§ **Goal A**
In the post on McLuhan and network society, what kind of distribution curves do broadcast technologies tend to produce?
§ **Goal B**
List every development that the post on McLuhan and network society offers as a sign that the transformation McLuhan predicted is coming to a head.

§ **Article**
┄┄┄┄┄┄┄┄┄┄┄┄┄┄┄┄┄┄┄┄
And if you ask me, this transformation predicted by McLuhan is coming to a head. Our 18th century institutions are imploding, 4chan drives national politics, and missiles are launched from the boys groupchat. We live in network society now.
I’m trying to orient myself to this new reality, using McLuhan as a guide. This post is a bit of a brain dump exploring two themes I think will be important: cities and nomads.
Among the people of the world, strange new vortices of power will appear unexpectedly. (McLuhan, 1964)
Since Westphalia, a lot of history has been driven by the nation/country/state. McLuhan would point out that this is a byproduct of organizing society around broadcast technologies, first literature, then airwaves. Now we’re organized around networks. How does this change the political packet size?
Broadcast technologies tend to produce normal distribution curves. Power is thickest at the center of the broadcast, and trails off toward the margin. You can see the social hierarchy in the shape of the curve.
What about networks? Networks generate dancing landscapes with strong power laws that collide, causing unpredictable cascades. Survival under these VUCA conditions often means adopting a barbell strategy.
┄┄┄┄┄┄┄┄┄┄┄┄┄┄┄┄┄┄┄┄
§ **Data extract**

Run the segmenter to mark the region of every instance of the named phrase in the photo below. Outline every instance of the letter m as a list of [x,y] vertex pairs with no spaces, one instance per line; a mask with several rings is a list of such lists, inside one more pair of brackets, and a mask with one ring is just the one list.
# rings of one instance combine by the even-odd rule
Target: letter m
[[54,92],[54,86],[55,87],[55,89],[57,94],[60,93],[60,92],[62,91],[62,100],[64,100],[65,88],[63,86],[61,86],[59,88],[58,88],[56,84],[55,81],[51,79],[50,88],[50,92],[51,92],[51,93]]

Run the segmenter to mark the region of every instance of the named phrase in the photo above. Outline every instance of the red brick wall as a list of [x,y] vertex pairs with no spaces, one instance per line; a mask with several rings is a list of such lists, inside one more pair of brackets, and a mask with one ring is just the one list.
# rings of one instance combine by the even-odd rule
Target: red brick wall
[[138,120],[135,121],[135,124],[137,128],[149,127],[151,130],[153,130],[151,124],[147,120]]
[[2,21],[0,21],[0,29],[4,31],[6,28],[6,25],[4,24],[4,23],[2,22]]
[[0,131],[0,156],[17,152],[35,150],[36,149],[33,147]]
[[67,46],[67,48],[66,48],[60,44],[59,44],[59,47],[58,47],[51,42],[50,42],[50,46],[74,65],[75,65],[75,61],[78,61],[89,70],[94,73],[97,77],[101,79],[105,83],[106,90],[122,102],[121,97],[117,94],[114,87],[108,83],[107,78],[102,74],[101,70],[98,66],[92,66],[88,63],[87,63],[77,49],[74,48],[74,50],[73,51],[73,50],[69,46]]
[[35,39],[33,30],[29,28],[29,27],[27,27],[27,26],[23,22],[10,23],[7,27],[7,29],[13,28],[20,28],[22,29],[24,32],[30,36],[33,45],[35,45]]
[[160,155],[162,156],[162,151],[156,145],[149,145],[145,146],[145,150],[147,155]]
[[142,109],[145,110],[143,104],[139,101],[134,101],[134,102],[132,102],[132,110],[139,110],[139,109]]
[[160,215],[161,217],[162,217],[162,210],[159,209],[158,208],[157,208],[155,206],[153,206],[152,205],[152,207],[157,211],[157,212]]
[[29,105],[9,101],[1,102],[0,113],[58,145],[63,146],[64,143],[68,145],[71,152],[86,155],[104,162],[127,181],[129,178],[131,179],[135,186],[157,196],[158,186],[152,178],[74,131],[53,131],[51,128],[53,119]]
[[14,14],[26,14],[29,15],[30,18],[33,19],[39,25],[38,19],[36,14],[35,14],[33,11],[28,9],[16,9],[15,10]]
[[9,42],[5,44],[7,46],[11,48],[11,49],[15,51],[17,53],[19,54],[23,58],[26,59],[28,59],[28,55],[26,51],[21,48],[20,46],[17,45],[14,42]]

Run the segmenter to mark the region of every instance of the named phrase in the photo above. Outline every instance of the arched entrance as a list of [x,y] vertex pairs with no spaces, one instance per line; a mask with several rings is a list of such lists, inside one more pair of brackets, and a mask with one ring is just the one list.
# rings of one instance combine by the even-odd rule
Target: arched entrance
┄┄┄┄┄┄┄┄┄┄┄┄┄┄┄┄┄┄┄┄
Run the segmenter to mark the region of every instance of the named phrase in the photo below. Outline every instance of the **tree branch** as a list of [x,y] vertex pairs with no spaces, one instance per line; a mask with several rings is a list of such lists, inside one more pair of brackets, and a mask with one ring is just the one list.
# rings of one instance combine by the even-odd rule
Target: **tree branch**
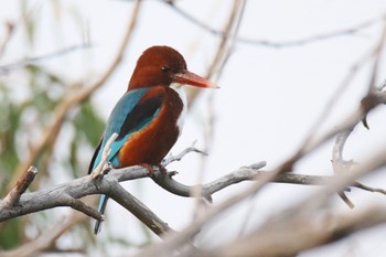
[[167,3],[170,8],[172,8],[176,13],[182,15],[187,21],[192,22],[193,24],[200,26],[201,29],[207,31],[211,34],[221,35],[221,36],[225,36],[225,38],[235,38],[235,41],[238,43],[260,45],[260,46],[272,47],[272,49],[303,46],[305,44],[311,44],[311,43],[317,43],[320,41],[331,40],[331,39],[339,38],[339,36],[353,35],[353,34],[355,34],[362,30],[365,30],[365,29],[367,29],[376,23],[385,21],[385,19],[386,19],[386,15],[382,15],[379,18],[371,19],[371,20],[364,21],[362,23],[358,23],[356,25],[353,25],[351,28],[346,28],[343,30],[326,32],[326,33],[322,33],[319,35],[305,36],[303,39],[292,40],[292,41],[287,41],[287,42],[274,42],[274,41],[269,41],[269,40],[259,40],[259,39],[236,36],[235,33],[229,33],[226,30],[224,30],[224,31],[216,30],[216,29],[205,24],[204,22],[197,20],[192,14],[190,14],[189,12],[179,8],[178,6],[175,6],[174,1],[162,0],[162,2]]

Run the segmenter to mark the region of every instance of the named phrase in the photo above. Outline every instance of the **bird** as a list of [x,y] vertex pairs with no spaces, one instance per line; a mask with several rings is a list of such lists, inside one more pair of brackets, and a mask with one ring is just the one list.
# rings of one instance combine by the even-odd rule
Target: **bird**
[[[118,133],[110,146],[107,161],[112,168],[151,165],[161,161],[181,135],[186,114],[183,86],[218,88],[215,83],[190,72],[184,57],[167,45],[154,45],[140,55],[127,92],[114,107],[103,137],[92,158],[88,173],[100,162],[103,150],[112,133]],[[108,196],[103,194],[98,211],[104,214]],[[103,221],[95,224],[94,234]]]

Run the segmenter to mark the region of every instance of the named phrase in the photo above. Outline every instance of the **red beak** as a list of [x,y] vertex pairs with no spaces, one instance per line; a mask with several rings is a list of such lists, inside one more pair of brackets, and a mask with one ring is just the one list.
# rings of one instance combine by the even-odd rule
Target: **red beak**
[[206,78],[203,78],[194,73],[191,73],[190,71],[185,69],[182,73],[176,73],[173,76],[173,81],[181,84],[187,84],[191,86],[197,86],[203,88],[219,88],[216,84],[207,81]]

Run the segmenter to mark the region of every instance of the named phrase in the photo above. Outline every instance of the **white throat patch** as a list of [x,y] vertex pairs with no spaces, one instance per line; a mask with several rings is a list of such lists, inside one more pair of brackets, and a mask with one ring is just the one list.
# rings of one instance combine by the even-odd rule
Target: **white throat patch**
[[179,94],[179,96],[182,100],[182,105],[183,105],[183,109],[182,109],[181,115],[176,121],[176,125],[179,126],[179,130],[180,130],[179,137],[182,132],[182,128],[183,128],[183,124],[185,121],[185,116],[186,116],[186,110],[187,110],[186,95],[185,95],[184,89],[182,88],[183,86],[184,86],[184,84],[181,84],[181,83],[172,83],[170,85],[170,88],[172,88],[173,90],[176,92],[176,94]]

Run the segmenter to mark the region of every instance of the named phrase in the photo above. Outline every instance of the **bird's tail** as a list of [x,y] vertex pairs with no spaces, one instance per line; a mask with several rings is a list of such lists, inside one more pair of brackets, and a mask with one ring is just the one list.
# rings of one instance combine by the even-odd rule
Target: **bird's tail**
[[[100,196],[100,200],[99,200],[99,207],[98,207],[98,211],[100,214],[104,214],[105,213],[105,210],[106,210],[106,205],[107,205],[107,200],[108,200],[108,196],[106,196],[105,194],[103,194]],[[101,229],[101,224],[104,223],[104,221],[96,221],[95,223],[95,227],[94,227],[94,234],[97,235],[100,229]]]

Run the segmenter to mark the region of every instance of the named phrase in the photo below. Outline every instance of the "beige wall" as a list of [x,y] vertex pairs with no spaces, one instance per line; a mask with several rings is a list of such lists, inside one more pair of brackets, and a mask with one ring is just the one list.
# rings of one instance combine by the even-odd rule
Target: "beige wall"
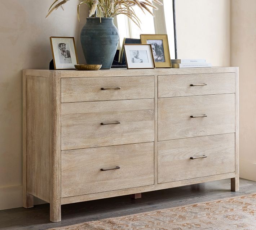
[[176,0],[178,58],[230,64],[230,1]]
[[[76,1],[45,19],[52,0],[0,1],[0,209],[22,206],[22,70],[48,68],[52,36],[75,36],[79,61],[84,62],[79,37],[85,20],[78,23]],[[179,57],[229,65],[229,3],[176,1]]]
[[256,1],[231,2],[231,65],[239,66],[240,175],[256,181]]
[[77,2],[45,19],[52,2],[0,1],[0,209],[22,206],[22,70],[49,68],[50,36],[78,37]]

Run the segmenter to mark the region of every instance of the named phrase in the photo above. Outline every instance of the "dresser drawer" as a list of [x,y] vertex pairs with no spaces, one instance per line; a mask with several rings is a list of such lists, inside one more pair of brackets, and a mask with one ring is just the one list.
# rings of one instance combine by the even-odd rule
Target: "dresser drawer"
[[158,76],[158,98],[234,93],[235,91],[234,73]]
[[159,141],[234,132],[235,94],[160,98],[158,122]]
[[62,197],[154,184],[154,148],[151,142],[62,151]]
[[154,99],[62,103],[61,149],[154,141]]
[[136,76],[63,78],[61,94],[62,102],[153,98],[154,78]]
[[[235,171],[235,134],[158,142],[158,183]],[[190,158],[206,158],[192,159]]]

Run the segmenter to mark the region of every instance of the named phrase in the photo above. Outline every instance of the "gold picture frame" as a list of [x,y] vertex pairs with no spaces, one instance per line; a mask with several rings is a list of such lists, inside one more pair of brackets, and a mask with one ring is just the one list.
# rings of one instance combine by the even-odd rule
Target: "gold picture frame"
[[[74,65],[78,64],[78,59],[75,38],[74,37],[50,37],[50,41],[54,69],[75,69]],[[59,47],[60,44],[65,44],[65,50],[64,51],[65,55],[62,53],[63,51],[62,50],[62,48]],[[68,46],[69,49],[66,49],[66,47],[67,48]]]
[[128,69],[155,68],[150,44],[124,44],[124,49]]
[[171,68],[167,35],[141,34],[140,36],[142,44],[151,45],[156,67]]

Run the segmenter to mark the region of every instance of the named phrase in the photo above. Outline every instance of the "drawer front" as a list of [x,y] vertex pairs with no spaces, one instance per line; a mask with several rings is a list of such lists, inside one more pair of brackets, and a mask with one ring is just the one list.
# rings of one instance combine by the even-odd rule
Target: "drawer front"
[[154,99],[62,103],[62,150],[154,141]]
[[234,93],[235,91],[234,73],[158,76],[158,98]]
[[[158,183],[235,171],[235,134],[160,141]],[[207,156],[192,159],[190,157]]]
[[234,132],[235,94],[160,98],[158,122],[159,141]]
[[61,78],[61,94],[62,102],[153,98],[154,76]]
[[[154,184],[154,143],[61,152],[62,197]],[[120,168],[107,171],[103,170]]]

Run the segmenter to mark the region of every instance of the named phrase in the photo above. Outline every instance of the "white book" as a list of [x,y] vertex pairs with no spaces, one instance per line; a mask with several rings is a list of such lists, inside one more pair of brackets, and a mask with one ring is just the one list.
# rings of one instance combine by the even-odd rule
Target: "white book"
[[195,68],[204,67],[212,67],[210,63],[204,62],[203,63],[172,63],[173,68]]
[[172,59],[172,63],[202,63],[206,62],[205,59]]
┄┄┄┄┄┄┄┄┄┄┄┄┄┄┄┄┄┄┄┄
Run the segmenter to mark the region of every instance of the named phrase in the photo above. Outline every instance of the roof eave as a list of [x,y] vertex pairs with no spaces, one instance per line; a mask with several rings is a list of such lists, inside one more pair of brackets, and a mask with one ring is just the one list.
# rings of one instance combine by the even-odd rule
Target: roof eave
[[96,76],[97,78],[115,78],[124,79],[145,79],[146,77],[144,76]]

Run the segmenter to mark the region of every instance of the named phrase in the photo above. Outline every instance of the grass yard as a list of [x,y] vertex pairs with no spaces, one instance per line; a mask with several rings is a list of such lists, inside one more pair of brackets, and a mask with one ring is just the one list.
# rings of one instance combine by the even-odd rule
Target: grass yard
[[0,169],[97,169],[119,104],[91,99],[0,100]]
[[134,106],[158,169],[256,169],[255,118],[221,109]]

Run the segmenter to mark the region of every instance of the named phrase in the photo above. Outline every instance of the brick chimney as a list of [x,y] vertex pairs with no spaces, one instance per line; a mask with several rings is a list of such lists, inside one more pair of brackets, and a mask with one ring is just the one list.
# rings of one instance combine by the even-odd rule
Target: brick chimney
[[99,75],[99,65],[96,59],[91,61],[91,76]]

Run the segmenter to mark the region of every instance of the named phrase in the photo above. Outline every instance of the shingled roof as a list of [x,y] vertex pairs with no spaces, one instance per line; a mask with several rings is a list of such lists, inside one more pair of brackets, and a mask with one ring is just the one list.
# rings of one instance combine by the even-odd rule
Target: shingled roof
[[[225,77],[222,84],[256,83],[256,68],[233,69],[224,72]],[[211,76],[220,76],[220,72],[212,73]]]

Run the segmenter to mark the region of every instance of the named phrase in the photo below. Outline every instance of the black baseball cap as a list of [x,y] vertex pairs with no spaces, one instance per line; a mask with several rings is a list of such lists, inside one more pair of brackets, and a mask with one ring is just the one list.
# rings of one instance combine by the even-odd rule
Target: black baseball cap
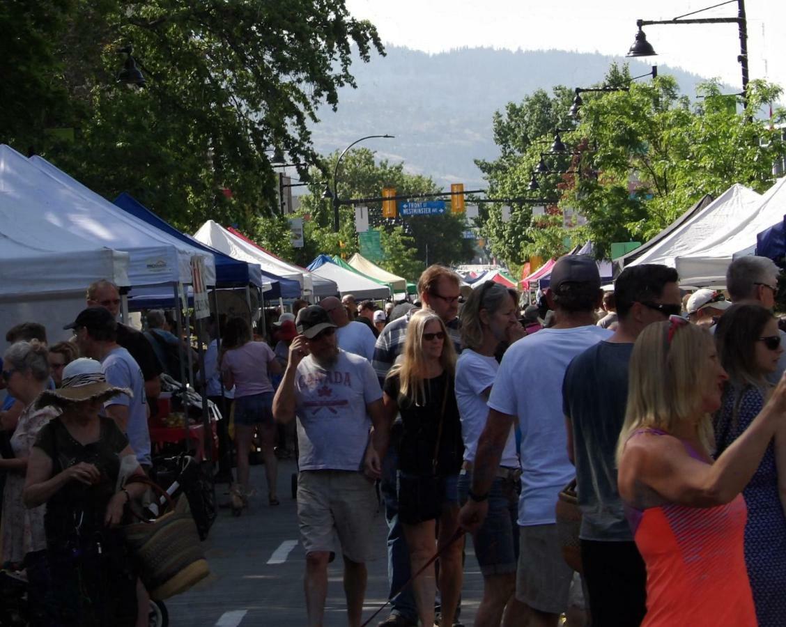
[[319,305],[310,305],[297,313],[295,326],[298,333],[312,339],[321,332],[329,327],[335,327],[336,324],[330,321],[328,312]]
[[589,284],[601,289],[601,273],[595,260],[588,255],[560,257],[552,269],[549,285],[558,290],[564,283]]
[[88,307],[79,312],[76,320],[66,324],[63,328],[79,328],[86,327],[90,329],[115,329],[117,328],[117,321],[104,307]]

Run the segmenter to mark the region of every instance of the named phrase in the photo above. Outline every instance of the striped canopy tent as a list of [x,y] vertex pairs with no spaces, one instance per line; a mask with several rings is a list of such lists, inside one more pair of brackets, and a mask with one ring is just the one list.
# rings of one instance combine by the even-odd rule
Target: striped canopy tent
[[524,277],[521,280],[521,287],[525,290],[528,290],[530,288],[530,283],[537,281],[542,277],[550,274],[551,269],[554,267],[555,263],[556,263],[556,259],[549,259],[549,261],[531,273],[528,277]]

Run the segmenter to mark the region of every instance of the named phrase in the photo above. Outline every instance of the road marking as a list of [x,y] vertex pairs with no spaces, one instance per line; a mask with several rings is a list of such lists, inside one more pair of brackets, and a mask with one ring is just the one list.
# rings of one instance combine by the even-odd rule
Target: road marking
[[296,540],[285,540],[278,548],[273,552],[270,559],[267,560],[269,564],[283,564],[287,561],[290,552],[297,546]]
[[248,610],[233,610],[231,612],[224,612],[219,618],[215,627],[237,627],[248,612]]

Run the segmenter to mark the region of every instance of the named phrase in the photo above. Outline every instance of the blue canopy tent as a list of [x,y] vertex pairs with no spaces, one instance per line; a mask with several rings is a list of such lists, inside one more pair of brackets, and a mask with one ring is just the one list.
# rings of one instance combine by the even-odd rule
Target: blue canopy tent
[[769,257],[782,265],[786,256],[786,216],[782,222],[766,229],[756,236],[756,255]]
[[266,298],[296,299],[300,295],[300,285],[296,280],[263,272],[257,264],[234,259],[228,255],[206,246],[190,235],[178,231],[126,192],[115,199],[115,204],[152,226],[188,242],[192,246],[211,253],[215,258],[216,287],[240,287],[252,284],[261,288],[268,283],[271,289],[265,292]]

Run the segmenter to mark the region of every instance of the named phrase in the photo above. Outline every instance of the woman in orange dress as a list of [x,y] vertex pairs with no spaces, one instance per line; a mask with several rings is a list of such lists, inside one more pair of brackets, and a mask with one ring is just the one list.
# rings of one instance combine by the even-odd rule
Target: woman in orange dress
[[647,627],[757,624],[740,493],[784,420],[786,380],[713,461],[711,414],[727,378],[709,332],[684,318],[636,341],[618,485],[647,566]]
┄┄┄┄┄┄┄┄┄┄┄┄┄┄┄┄┄┄┄┄
§ **Task result A**
Normal distribution curves.

§ **Task result B**
- Our 18th century institutions are imploding.
- 4chan drives national politics.
- Missiles are launched from the boys groupchat.